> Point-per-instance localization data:
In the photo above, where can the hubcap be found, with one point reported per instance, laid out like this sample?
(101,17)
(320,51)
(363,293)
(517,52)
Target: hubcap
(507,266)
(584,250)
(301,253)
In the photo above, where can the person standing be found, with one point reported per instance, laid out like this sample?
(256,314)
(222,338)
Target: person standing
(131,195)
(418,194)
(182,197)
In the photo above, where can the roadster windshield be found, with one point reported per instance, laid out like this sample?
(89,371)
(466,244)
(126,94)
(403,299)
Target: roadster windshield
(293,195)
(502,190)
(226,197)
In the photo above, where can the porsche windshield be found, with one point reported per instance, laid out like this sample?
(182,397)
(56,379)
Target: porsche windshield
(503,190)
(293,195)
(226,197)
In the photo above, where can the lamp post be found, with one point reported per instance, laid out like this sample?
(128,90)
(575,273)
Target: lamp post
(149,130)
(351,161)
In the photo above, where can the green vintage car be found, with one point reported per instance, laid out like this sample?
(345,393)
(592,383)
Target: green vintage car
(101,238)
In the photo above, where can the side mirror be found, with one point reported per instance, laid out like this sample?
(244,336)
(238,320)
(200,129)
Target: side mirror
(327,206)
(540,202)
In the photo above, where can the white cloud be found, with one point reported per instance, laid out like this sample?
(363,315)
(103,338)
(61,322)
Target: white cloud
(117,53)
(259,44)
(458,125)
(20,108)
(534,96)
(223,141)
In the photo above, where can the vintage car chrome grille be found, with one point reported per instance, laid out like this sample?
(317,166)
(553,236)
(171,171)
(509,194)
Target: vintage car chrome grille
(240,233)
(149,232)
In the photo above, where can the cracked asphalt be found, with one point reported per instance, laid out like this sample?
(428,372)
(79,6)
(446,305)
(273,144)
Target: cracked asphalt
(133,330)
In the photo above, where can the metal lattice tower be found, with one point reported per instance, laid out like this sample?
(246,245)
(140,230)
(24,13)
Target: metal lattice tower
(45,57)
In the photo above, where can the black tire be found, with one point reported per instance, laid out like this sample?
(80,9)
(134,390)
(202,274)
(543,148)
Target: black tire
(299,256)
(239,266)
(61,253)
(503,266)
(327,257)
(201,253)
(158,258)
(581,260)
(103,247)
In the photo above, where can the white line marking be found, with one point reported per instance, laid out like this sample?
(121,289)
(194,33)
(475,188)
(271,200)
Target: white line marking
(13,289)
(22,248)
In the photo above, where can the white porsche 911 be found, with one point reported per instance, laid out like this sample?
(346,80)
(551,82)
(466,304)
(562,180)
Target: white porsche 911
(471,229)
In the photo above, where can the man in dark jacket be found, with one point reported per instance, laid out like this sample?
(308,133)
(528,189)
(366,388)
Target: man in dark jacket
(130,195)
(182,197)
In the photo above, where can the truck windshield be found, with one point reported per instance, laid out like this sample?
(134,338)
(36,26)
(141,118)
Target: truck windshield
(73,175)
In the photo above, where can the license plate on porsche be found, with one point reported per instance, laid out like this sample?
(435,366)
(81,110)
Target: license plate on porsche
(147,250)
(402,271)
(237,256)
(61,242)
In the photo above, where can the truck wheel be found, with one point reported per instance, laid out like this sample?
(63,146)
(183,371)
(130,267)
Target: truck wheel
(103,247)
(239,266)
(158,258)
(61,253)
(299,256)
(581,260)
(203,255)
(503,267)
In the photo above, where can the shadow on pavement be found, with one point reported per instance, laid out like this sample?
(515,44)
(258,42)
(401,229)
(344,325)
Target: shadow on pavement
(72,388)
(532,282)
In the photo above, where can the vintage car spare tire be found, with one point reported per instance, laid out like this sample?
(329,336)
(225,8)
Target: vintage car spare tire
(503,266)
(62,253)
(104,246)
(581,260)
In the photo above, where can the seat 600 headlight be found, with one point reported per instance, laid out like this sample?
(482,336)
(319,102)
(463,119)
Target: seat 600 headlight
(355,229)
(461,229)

> PROBLEM DETAILS:
Could you copy out all of the records above exactly?

> ANSWER AREA:
In the photo above, where can the hubcap be found, with one point reported per instance, laid out like this sample?
(101,17)
(320,51)
(363,293)
(517,52)
Target: hubcap
(507,266)
(584,250)
(301,253)
In the photo above, where can the person standing be found, with one point reported per instance, laid out like this sample?
(256,314)
(222,338)
Target: person standing
(131,195)
(418,194)
(182,197)
In the photo above, where can the roadster windshield be found, with one point reported per instance, laid out like this sample?
(89,371)
(466,244)
(126,94)
(403,299)
Target: roadster windshield
(293,195)
(502,190)
(226,197)
In the photo above, where can the porsche windshield be found, with one point reported per instance, laid out like this sample?
(182,397)
(56,379)
Target: porsche windshield
(503,190)
(293,195)
(226,197)
In the photo above, where can the lamp post be found, with one point reported per instance, laid out like this sample?
(128,90)
(575,273)
Target: lamp post
(149,130)
(351,161)
In the photo above, where can the green vintage car be found, with one point reported per instance, laid out like this sample?
(345,393)
(592,383)
Target: green vintage car
(101,238)
In the photo above, where can the side mirror be found, with one point reported per instance, laid out like this sample?
(244,336)
(238,320)
(200,129)
Target: side mirror
(327,206)
(540,202)
In the photo above, where can the white cloud be found, with one point reported per instance, laid out like this sample?
(363,315)
(103,338)
(61,322)
Target: white cloud
(117,53)
(259,44)
(458,125)
(20,108)
(534,96)
(223,141)
In the photo above, where can the vintage car chrome grille be found, with one point reported per instance, laid out like this sample?
(317,166)
(553,236)
(171,171)
(509,194)
Target: vintage car chrome grille
(240,233)
(149,232)
In the photo above, where can the cracked asphalt be found, with one point reported per instance, laid out like this sample?
(428,372)
(79,6)
(446,305)
(273,144)
Target: cracked asphalt
(133,330)
In the photo above, where can the metal lattice tower be found, with one point reported per instance, laid out like this sample?
(246,245)
(140,230)
(24,13)
Target: metal lattice tower
(45,57)
In the photo above, where can the black tire be found, with one point reported per instance, laid out like this sample?
(80,9)
(134,390)
(202,274)
(543,148)
Target: black tire
(299,256)
(239,266)
(61,253)
(503,266)
(327,257)
(201,253)
(158,258)
(581,260)
(103,247)
In the photo above, where can the white line marking be found, with one point reported per instance, laid out like this sample?
(121,289)
(194,33)
(475,188)
(271,200)
Target: white line marking
(13,289)
(22,248)
In the photo above, where can the white porsche 911 be found, with one point reported per instance, laid out like this sample?
(346,80)
(551,82)
(466,304)
(562,180)
Target: white porsche 911
(471,229)
In the photo above, where can the man in dark jacket be found, with one point reported per instance, laid out like this sample?
(308,133)
(528,189)
(366,388)
Target: man in dark jacket
(130,195)
(182,197)
In the photo above, where can the truck windshield be found, with one point reported per instance, laid out like this sample?
(134,338)
(36,26)
(141,118)
Target: truck windshield
(73,175)
In the photo above, where can the license plate on porsche be found, with one point reported per instance, laid out like this sample?
(435,366)
(81,110)
Target: license plate on porsche
(147,250)
(402,271)
(237,256)
(61,242)
In the photo above, where can the truck wheel be found, with one point reported per instance, laid out like this sample?
(63,146)
(183,371)
(130,267)
Target: truck wheel
(103,247)
(239,266)
(158,258)
(61,253)
(299,256)
(581,260)
(203,255)
(503,267)
In the photo above, where can the shadow on pavement be found, with one point reported per instance, laid out like this sample?
(515,44)
(258,42)
(401,229)
(344,325)
Target: shadow on pavement
(72,388)
(532,282)
In the photo above, where can the vintage car spare tire be found, with one point reported per instance, laid out like this sample?
(329,336)
(225,8)
Target: vintage car spare tire
(503,266)
(62,253)
(104,246)
(581,260)
In the photo above, where can the seat 600 headlight be found, with one point reported per instance, laid out like this sample?
(482,336)
(319,102)
(463,119)
Target: seat 600 headlight
(355,229)
(461,229)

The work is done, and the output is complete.